A: It has been really hard[…] We can’t shoot in restaurants so we have food brought to us[…] everybody right now is in survival mode with a few exceptions. My message to my crew has been “let’s do the best we can and to put out the most relevant content that we can. When things come back we will be more popular and we will be ready to go”.

Q: How do you expand and diversify content?

A: After doing a long time [of doing restaurant reviews], I decided restaurant reviewing wasn’t what I wanted to do anymore[…] finding the best places within a 10-mile radius or who is doing the best for takeout is more interesting to me than a review.

Q: What are the basic requirements when looking at a restaurant and how do you distinguish good and great restaurants? 

A: We spend a lot of time and money to find places the audience would be interested in. To me, a great restaurant is about value. You can go to a restaurant and feel great leaving, whether it is fine dining or a sandwich type of place. I happen to think that restaurants really compete in the entertainment space[…] so we try to show you places where you would want to take people there.

Q: How do you promote the show?

A: It took a long time. There were weeks where I had to do 10 radio interviews but now it has really moved to social media. You can now connect with them anytime. [My brothers and I] can do Facebook live for hours while most reporters can’t do that. So it has given us a great way for us to connect to our fans. We do anything to let people know what Phantom Gourmet is and what it is about.

Q: What was the major challenge in building a business and what lessons were learned?

A: When you’re in business, it is really never easy. Something tends to happen. One thing I did was to try things and there is no other way to do it. You have to be aggressive and can’t be anyone else. Many people try to copy what I do but I think they got the wrong lesson out of it. The lessons they should have drawn was to do something original and different. It is very hard to let people know who you are and what you do at the beginning.  I think you have to try something new and different and to work at it. Another thing that I have done well is surrounded myself with awesome employees[…] They try very hard because they know it is in their best interest to work really hard so we can keep moving forward. If I was going to give credit to myself for anything, it would be that I was tough and I stuck to it. 

Q: How do you negotiate to create content that your fans would want to see and increase exposure for the show for other audiences?

▸ **Problems**:
1. According to the Phantom Gourmet interview, what is a great restaurant about?
2. Reproduce the stretch of the Phantom Gourmet interview from "A: When you’re" through "stuck to it.".
3. Write what comes next in the Phantom Gourmet interview, starting after its final sentence.

▸ **Supplied material**:
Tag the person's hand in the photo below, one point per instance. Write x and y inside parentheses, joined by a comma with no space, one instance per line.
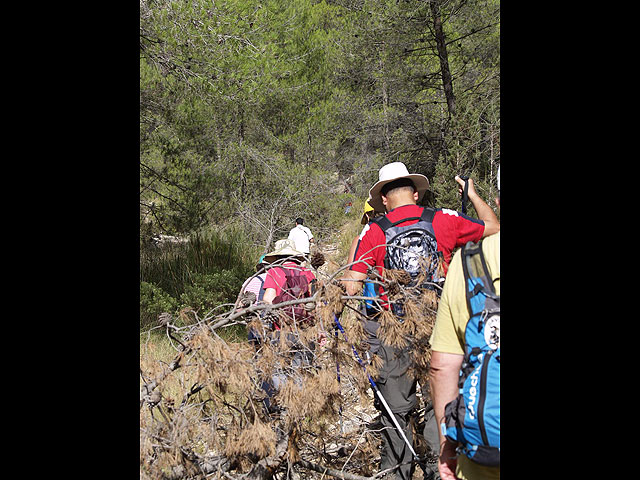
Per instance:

▸ **Responses for each task**:
1. Value.

2.
A: When you’re in business, it is really never easy. Something tends to happen. One thing I did was to try things and there is no other way to do it. You have to be aggressive and can’t be anyone else. Many people try to copy what I do but I think they got the wrong lesson out of it. The lessons they should have drawn was to do something original and different. It is very hard to let people know who you are and what you do at the beginning.  I think you have to try something new and different and to work at it. Another thing that I have done well is surrounded myself with awesome employees[…] They try very hard because they know it is in their best interest to work really hard so we can keep moving forward. If I was going to give credit to myself for anything, it would be that I was tough and I stuck to it.

3.
A: We do think of the audience’s entertainment and we do not let the comments get in the way of our production. It is just the way it is[…] that is just how you have to be when you want to build a big brand. The more popular you get, the more people will hate you. At the same time, you have to think about the audience and where the market is moving.  We are always scrambling to be more interesting, relevant, and bring more value to our fans. You can’t be afraid of the trolls and having your efforts to fail.

Q: Do you have any advice on how to hook more readers on food writing and photography?

A: I got lucky in high school since. I had four amazing English teachers. They really helped me and it has been a big help in my life. I think you have to learn to write with the conservation of words: learn how to say what you mean, and to write it in a way that is clear and concise but interesting. Not many people can do it. 

Q: How long does it take from film to airing it?

A: The first step is investigating it, which might take one to three months. Once they have done that and we have decided to do it, we need to find time to shoot it. Normally, the video would come back and a producer would start working on it. Once it is written, that is when the editor starts editing. During the shooting, we try to shoot more than we need. 

Q: What advice do you have when starting a new job like this?

A: I would learn to do everything right now such as edit, shoot, make graphics. When I first started that was absolutely impossible. No one could possibly accumulate all the skills by themselves. But that is changing. Now you can acquire those skills easily from buying tools and having an editing software. So having skills to do everything is going to be of value in the future.